══ PAGE EXTRACT ══

The Scar
- First edition hardcover
- Author: China Miéville
- Cover artist: Edward Miller
- Language: English
- Series: Bas-Lag novels
- Genre: New Weird
- Publisher: Macmillan Publishers
- Publication date: June 2002
- Publication place: United Kingdom
- Media type: Print (hardback & paperback)
- Pages: 717
- Award: Locus Award for Best Fantasy Novel (2003)
- ISBN: 0-333-78174-0
- OCLC: 49692277
- Dewey Decimal: 823/.914 21
- LC Class: PR6063.I265 S28 2002
- Preceded by: Perdido Street Station
- Followed by: Iron Council

= The Scar (novel) =

2002 weird fantasy novel by China Miéville

The Scar is a weird fantasy novel by British writer China Miéville, the second set in his Bas-Lag universe. The Scar won the 2003 British Fantasy Award and was shortlisted for the 2003 Arthur C. Clarke Award. The Scar was additionally nominated for the Philip K. Dick Award in 2002 and the Hugo Award for Best Novel in 2003. It is set directly after the events described in Perdido Street Station.

==Plot summary==
The Scar opens with the journey of a small ship which has set out from the city New Crobuzon (the setting of Perdido Street Station). It is heading to the city's new colony, Nova Esperium, which lies across the Swollen Ocean of Bas-Lag. On board the ship are:
- Bellis Coldwine, a cold, reserved linguist who is fleeing for her life for her alleged connection to the events in Perdido Street Station.

═══

- COMPLETE THE FOLLOWING:
(a) Please return the passage from the article on The Scar, starting with "- ISBN: 0-333-78174-0" and going on through "described in Perdido Street Station.".
(b) In the article on The Scar, where is the small ship from New Crobuzon headed?

══ ENTRIES PROVIDED ══

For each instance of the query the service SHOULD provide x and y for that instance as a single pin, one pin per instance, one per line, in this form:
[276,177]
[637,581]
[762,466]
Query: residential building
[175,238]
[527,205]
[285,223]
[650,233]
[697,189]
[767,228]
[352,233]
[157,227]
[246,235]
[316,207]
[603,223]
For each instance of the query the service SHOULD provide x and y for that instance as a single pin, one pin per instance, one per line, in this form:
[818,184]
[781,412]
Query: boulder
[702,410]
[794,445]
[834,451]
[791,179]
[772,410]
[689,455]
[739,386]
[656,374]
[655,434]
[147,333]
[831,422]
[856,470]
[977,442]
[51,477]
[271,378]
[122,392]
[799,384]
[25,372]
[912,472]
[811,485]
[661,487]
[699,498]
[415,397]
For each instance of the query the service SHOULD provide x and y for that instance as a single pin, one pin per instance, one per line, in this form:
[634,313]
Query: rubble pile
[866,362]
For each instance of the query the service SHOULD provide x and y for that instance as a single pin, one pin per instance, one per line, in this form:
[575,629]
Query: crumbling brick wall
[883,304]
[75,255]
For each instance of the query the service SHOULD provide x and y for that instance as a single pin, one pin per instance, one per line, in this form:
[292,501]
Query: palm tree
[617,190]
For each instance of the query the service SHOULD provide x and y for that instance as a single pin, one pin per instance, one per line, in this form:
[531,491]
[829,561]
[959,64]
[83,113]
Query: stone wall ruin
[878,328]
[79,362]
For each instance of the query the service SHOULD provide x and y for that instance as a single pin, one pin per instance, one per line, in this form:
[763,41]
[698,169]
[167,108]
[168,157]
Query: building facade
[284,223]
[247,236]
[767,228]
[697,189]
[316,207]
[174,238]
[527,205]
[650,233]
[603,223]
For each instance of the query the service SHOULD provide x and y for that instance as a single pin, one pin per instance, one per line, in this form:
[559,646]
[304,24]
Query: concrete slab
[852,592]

═══

- TASK RESPONSES:
(a)
- ISBN: 0-333-78174-0
- OCLC: 49692277
- Dewey Decimal: 823/.914 21
- LC Class: PR6063.I265 S28 2002
- Preceded by: Perdido Street Station
- Followed by: Iron Council

= The Scar (novel) =

2002 weird fantasy novel by China Miéville

The Scar is a weird fantasy novel by British writer China Miéville, the second set in his Bas-Lag universe. The Scar won the 2003 British Fantasy Award and was shortlisted for the 2003 Arthur C. Clarke Award. The Scar was additionally nominated for the Philip K. Dick Award in 2002 and the Hugo Award for Best Novel in 2003. It is set directly after the events described in Perdido Street Station.

(b) Nova Esperium, the city's new colony across the Swollen Ocean of Bas-Lag.